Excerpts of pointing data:
====

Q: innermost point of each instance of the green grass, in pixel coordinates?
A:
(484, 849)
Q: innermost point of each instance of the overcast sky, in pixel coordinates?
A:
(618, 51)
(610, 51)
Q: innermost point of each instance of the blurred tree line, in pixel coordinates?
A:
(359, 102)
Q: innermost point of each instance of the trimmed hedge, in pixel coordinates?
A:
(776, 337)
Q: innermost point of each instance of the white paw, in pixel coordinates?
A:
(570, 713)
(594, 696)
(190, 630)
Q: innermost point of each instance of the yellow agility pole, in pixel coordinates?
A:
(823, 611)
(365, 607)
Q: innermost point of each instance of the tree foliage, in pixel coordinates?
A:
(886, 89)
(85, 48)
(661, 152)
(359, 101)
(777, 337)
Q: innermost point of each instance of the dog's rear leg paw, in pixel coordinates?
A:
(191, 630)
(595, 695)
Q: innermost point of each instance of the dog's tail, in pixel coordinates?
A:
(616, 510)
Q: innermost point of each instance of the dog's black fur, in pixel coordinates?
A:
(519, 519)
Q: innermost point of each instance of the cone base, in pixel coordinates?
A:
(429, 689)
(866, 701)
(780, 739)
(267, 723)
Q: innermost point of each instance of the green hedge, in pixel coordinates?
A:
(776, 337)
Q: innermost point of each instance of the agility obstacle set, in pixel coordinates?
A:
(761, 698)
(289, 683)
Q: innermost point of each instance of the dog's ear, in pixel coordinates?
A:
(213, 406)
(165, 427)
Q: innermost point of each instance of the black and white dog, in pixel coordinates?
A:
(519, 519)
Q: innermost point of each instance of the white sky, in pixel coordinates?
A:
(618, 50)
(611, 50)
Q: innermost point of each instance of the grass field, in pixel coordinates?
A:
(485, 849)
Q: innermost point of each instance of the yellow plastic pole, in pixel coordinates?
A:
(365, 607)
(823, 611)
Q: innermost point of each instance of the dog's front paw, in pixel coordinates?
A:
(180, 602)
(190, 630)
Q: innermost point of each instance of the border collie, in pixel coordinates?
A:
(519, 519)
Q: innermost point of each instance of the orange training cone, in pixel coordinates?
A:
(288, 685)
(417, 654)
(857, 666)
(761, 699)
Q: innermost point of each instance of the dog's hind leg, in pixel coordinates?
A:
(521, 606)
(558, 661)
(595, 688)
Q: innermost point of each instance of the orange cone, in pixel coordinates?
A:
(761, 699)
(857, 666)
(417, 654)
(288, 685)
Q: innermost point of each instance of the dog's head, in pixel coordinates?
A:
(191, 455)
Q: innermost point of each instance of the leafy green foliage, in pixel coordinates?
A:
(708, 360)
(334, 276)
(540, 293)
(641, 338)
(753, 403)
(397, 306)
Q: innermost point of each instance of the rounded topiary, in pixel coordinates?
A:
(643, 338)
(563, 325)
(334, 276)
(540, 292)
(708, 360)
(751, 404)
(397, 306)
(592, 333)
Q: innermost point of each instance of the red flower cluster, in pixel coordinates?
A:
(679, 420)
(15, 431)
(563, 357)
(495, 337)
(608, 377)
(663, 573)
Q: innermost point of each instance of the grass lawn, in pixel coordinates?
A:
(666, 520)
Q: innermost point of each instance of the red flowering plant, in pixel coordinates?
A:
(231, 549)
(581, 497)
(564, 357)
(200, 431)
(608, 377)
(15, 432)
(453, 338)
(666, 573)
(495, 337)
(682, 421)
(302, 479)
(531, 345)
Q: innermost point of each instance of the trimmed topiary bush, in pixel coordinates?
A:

====

Give exactly the lines from the one with "Q: innermost point of each instance of the orange cone, in" to the end of the entries, nothing before them.

> _Response to the exercise_:
Q: innermost point of each instance of the orange cone, in pixel coordinates?
A:
(761, 699)
(857, 666)
(417, 654)
(288, 685)
Q: innermost point of each instance of the dog's head, in pixel coordinates?
A:
(191, 455)
Q: innermost point of each instance of the leafy green foliage, in pixel coordinates?
A:
(708, 360)
(334, 276)
(540, 293)
(641, 338)
(753, 403)
(397, 306)
Q: innermost point of each instance of the rounded topiary, in pixel coordinates?
A:
(643, 338)
(563, 325)
(334, 276)
(540, 292)
(708, 360)
(751, 404)
(397, 306)
(592, 333)
Q: innermost point of each instance of the red flower cluster, in pixel coordinates?
A:
(679, 420)
(15, 431)
(563, 357)
(495, 337)
(608, 377)
(663, 573)
Q: innermost point of each instance of the grass lawn, in pixel coordinates?
A:
(666, 520)
Q: innermost point of each instance of the red flowering plant, in pixel coordinates?
A:
(231, 549)
(581, 497)
(564, 357)
(200, 431)
(608, 377)
(15, 432)
(453, 338)
(666, 573)
(495, 337)
(682, 421)
(302, 479)
(531, 345)
Q: innermost point of each instance of the trimmed topiary bush, in pixel coordinates?
A:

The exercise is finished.